> [WHAT THE TASK ASKS]
Locate each line of the records that contains the word "instance" and copy those lines out in full.

◆ ◆ ◆ ◆

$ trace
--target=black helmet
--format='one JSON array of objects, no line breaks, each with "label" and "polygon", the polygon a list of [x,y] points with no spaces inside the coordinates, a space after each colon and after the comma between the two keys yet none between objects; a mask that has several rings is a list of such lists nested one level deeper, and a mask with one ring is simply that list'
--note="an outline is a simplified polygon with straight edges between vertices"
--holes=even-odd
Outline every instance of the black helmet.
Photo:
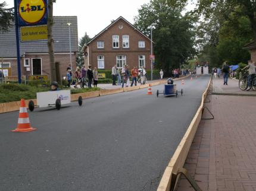
[{"label": "black helmet", "polygon": [[55,85],[56,87],[58,87],[58,82],[56,81],[52,82],[51,85]]},{"label": "black helmet", "polygon": [[167,79],[167,84],[173,84],[173,80],[171,78],[169,78]]}]

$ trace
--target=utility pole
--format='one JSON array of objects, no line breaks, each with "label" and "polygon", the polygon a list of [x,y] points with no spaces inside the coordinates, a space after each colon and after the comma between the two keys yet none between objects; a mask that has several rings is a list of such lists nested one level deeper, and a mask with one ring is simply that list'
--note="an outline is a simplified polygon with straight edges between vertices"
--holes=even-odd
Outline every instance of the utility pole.
[{"label": "utility pole", "polygon": [[67,25],[68,26],[68,34],[69,34],[69,58],[70,58],[70,63],[71,66],[71,71],[73,72],[73,67],[72,67],[72,55],[71,52],[71,36],[70,36],[70,27],[72,25],[71,23],[67,23]]},{"label": "utility pole", "polygon": [[21,68],[20,67],[20,38],[18,26],[18,8],[17,0],[14,0],[14,18],[15,30],[16,33],[16,47],[17,47],[17,65],[18,68],[18,82],[21,84]]},{"label": "utility pole", "polygon": [[151,25],[151,81],[153,80],[153,42],[152,41],[152,26]]}]

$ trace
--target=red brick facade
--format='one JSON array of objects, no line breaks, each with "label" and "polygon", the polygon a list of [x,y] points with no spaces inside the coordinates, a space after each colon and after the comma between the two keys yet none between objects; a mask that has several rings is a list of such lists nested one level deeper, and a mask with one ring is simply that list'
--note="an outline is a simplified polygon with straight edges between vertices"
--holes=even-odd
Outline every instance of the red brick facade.
[{"label": "red brick facade", "polygon": [[[73,71],[76,70],[76,55],[72,53],[72,66]],[[25,67],[24,65],[24,57],[21,58],[20,61],[21,66],[21,75],[32,75],[32,59],[41,59],[42,61],[42,74],[48,75],[49,79],[50,77],[50,65],[49,65],[49,55],[48,54],[33,54],[30,53],[29,55],[25,55],[24,58],[26,59],[29,59],[29,66]],[[66,75],[67,73],[67,67],[70,63],[70,55],[68,53],[57,53],[55,55],[55,62],[58,62],[60,63],[60,71],[61,72],[61,75],[64,77]],[[0,61],[1,63],[2,61]],[[11,72],[9,75],[17,76],[18,75],[18,71],[17,67],[17,59],[15,58],[4,58],[4,63],[10,63],[11,66]],[[27,71],[27,68],[30,69],[29,71]]]},{"label": "red brick facade", "polygon": [[[119,36],[119,48],[113,48],[113,36]],[[129,48],[123,47],[123,35],[129,35]],[[145,42],[145,47],[139,48],[139,42]],[[104,42],[104,48],[97,47],[98,42]],[[136,28],[127,23],[122,17],[105,28],[98,36],[93,39],[87,46],[85,52],[88,53],[85,56],[85,64],[93,67],[98,66],[98,56],[104,56],[104,69],[110,69],[117,63],[117,56],[125,56],[126,64],[131,67],[139,66],[139,56],[145,56],[145,66],[150,68],[149,55],[151,54],[151,41]]]},{"label": "red brick facade", "polygon": [[256,49],[252,49],[250,50],[251,52],[251,59],[252,61],[256,62]]}]

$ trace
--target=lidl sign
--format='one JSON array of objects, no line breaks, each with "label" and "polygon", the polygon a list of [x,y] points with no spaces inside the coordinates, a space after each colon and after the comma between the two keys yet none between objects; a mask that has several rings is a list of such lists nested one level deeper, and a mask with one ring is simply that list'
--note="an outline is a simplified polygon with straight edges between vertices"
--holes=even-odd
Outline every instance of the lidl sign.
[{"label": "lidl sign", "polygon": [[46,0],[17,0],[19,26],[47,24]]},{"label": "lidl sign", "polygon": [[22,42],[47,39],[47,26],[20,27]]}]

◆ ◆ ◆ ◆

> [EXERCISE ANSWER]
Outline every instance of the black helmet.
Outline every instance of the utility pole.
Outline every instance of the red brick facade.
Outline every instance of the lidl sign.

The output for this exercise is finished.